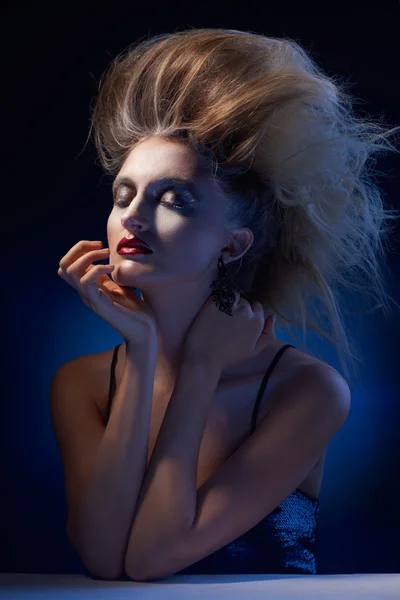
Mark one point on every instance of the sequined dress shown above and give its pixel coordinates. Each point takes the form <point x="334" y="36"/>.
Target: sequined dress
<point x="285" y="541"/>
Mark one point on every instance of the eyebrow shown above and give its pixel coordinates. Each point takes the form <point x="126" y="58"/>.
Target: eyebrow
<point x="179" y="181"/>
☆ ☆ ☆ ☆ ☆
## Instruction
Render the items above as a two-column CSV with the header row text,answer and one row for each item. Put the item's words in the text column and its answer in the answer column. Wrap every field in double quotes, replace line breaks with spaces, and omit the pictures.

## Result of this exercise
text,answer
"Mark one point on every instance of the sequined dress shown above and give its pixel coordinates. Each point takes the form <point x=""334"" y=""36""/>. Target: sequined dress","<point x=""285"" y=""541""/>"
"Mark one point on every instance of the eyebrow shown above and give its pixel coordinates. Each point takes the form <point x=""126"" y=""58""/>. Target: eyebrow","<point x=""179"" y=""181""/>"